> [Dataset extract]:
────

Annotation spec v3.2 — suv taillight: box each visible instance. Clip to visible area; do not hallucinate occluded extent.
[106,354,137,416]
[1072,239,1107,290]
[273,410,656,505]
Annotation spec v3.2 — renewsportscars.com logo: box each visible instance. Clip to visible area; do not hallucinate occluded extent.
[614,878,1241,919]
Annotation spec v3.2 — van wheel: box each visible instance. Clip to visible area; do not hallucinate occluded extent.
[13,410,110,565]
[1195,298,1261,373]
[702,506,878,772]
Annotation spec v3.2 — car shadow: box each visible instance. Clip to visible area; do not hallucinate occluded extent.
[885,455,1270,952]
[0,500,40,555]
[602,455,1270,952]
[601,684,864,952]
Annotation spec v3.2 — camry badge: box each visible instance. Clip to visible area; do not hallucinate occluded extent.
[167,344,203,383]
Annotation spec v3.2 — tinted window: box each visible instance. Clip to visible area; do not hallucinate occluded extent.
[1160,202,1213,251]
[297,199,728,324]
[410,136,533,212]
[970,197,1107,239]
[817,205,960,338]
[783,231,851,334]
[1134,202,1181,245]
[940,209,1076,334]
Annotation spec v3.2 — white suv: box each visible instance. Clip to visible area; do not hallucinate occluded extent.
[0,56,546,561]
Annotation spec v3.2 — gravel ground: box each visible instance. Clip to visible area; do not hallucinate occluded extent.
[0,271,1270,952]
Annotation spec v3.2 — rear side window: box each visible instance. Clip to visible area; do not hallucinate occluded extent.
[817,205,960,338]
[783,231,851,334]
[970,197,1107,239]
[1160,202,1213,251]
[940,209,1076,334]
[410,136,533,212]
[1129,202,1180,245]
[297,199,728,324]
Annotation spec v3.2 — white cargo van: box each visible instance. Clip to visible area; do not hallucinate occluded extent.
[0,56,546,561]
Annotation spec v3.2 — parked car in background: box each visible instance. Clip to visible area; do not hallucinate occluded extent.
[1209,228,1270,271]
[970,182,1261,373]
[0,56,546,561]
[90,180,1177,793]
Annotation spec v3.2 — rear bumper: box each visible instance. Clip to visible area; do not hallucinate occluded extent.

────

> [Task statement]: Render every line of the entries above as a numbered list, omitting any blank lines.

> [Task response]:
1. Annotation spec v3.2 — suv taillight: box each visible instance. Clip to visible area; do not hallucinate occluded extent.
2. [106,354,137,416]
3. [1072,239,1107,290]
4. [273,410,656,505]
5. Annotation spec v3.2 — renewsportscars.com logo: box each visible instance. Clip to visible area; do not hallucinate occluded extent.
6. [614,878,1241,919]
7. Annotation spec v3.2 — van wheel: box each visible instance. Clip to visible area; do not hallucinate occluded extent.
8. [13,410,110,565]
9. [1195,298,1261,373]
10. [702,506,878,772]
11. Annotation spec v3.2 — car shadow: box each visible instance. Clip to visible area; do not hallucinate occluded extent.
12. [885,455,1270,952]
13. [0,500,40,555]
14. [602,455,1270,952]
15. [601,684,864,952]
16. Annotation spec v3.2 — camry badge: box each visible instance. Clip to visible area; do not hallucinate occluded extent.
17. [167,344,203,383]
18. Annotation spec v3.2 — tinted window: box each visible instance. Clip to visible area; do not hallucinate occluded extent.
19. [1160,202,1213,251]
20. [297,199,728,324]
21. [410,136,533,212]
22. [970,197,1107,239]
23. [817,205,960,338]
24. [783,231,851,334]
25. [1134,202,1181,245]
26. [940,209,1076,334]
27. Annotation spec v3.2 — white suv: box each visible instance. Clip to visible area; do not hallucinate occluded extent.
28. [0,56,546,561]
29. Annotation spec v3.2 — gravel ground: box each visible instance. Clip to visible area; do not hallucinate occluded extent.
30. [0,271,1270,952]
31. Annotation spec v3.2 — rear side window: box each visible instance. Clip to visible area; do not hallucinate occluded extent.
32. [817,205,960,338]
33. [783,231,851,334]
34. [970,197,1107,239]
35. [1160,202,1213,251]
36. [940,209,1076,334]
37. [410,136,533,212]
38. [1129,202,1180,245]
39. [297,199,728,324]
40. Annotation spec v3.2 — white cargo van: box each visible instance. Clip to visible area; do not hallucinate occluded extent.
41. [0,56,546,561]
42. Annotation spec v3.2 — parked car in background: box each visible instance. Clip to visible area; do not hallucinate occluded extent.
43. [1209,228,1270,271]
44. [970,182,1261,373]
45. [0,56,546,561]
46. [90,180,1177,793]
47. Annotation spec v3.2 — rear bumper: box each visible instance. Clip to visible area; do not hallucinate occluded extent.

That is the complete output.